▸ WORK TASK:
In the essay about a child's leg injury, what did the son fall on after his slam dunk?

▸ READING TEXT:
WHY I FINALLY DECIDED TO LOOK AT A PICTURE OF MY CHILD'S AWFUL INJURY

🚨Alert! This story has some mildly gross parts, and then it gets philosophical, both of which may offend you.
  1. My son, while in another state, had a really bad accident on Friday afternoon.
  2. Backstory: he's a kid with a chronic illness, and was playing with his best friend who has an even-worse illness, a friend he hasn't seen in months because this friend has been in isolation following a bone marrow transplant. As you can imagine, when I heard there'd been an injury, I was like "HEY UNIVERSE CAN YOU THROW THESE KIDS A FREAKING BONE."
  3. Then the universe typed back "Actual LOL."
  4. Here's what happened: after a sweet slam dunk off one of those bedroom basketball hoops, he fell on a doorstop, the kind that screws into a wall. It basically tore his leg wide open. And I wasn't there. Also when I use the phrase "tore open," I am being literal. Like, the guts of his leg were out.
  5. And I wasn't there.
  6. Sidenote: I am always there.
  7. Other people, including his dad, WERE there, and they took excellent care of him. He was fixed up at the hospital, sent home, and I received a photo of his repaired wound. I did not want to see the un-sutured version, and I was sure to let everyone know. NO PICS PLEASE.
    Then I went about my business.
  8. But, yesterday, I had a change of heart. It dawned on me that this might be the most traumatic thing he'd ever experienced. He was probably terrified. And that even though his leg will heal with (hopefully) minimal damage, the feeling of shit getting real is going to stay with him for a long time.
  9. Also, I could tell when I talked with him, he was sort of...shellshocked, maybe? Like he wanted me to know how awful it was, but he didn't have the words.
  10. So, I asked to see the picture.
  11. And then I saw the picture,
  12. And I realized why I didn't want to see it: because it's an indelible image of just how little say I have about anything. A visual reminder of what can and did go wrong and what could go wrong still.
  13. I had wanted to see the fixed-up version. I had wanted to look at pieces being put back together, instead of pieces splayed every which way while I looked on, powerless.
  14. I AM powerless, though. Mostly.
    It's true.
  15. I can't stop bad things from happening—- this has been a very disappointing discovery.

▸ SOURCE INFORMATION:
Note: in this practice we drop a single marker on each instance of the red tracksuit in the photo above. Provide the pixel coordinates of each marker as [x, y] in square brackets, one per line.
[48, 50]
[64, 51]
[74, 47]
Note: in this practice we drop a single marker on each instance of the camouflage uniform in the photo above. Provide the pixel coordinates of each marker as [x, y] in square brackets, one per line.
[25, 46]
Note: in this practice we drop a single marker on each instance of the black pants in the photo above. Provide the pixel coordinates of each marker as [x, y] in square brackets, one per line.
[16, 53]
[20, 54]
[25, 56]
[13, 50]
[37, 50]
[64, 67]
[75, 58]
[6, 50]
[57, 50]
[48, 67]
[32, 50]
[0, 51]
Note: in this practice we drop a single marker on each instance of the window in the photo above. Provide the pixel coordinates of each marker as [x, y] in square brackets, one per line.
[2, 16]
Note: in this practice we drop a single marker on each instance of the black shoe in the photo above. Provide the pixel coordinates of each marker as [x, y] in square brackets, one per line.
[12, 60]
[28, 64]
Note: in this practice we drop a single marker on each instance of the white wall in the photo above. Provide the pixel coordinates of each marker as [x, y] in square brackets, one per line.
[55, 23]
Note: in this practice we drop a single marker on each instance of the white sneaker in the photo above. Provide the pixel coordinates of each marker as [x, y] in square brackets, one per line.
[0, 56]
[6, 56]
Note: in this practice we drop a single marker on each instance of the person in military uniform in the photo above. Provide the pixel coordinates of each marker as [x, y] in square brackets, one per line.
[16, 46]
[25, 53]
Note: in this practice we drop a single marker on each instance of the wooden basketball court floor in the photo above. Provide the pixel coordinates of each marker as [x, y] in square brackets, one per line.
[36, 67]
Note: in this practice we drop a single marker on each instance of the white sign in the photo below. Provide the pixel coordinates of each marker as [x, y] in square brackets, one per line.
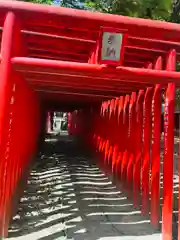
[111, 46]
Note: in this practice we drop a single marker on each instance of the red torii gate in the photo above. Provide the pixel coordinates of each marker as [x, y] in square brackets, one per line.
[51, 54]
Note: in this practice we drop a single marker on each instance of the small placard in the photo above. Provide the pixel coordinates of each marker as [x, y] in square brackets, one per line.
[111, 46]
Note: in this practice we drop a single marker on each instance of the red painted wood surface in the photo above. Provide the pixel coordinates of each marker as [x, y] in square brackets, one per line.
[167, 209]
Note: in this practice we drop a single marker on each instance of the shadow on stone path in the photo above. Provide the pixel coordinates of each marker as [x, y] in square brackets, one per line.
[68, 197]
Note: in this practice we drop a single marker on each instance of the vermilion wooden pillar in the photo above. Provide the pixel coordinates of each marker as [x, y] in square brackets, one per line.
[156, 137]
[125, 150]
[9, 47]
[138, 149]
[168, 151]
[131, 143]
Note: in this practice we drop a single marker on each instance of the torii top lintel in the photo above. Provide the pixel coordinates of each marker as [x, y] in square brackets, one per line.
[146, 39]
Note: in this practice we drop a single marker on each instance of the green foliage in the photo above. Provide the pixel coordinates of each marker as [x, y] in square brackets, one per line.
[154, 9]
[40, 1]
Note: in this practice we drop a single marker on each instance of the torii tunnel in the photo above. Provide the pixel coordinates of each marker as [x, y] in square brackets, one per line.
[54, 58]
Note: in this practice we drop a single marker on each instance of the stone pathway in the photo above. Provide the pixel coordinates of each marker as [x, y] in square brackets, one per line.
[68, 197]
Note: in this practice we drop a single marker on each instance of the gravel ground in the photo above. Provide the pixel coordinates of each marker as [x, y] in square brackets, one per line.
[69, 197]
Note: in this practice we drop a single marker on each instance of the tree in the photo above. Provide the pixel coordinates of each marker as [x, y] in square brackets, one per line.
[154, 9]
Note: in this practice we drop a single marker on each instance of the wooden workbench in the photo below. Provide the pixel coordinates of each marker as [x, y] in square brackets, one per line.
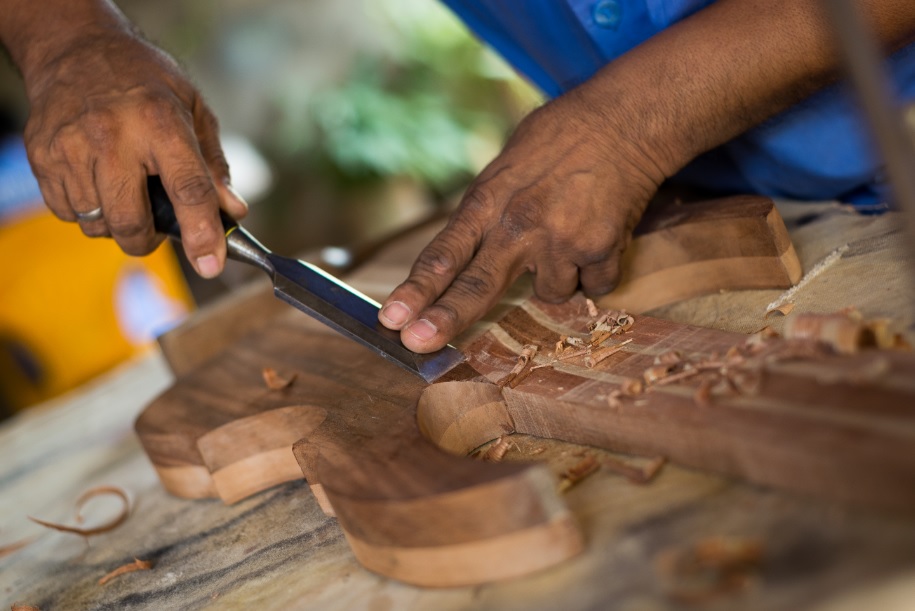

▸ EXERCISE OUTPUT:
A doorstop, the kind that screws into a wall.